[Information supplied — start]

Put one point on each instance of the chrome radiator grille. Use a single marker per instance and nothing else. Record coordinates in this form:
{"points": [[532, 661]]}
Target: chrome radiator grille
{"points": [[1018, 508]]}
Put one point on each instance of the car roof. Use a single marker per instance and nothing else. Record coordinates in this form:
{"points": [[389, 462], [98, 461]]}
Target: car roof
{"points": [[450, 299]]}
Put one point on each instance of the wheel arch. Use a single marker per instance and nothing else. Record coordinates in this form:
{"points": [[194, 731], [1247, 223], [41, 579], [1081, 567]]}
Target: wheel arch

[Information supplied — finish]

## Aim of the exercise:
Output the records exactly, so that each line matches what was given.

## Response area:
Put one point on each instance of the chrome radiator grille. Use a single marker per instance and nothing else. Record coordinates in this form:
{"points": [[532, 661]]}
Target: chrome radiator grille
{"points": [[1018, 508]]}
Put one point on each instance of the car roof. Use a single marker per instance and nothing else. Record coordinates in this form:
{"points": [[389, 462], [98, 461]]}
Target: car roof
{"points": [[450, 299]]}
Put one point on each instance of the wheel arch. Use a single marker per instance and nothing else. Record coordinates in this form:
{"points": [[194, 731], [1247, 223], [41, 579], [1081, 567]]}
Target: wheel arch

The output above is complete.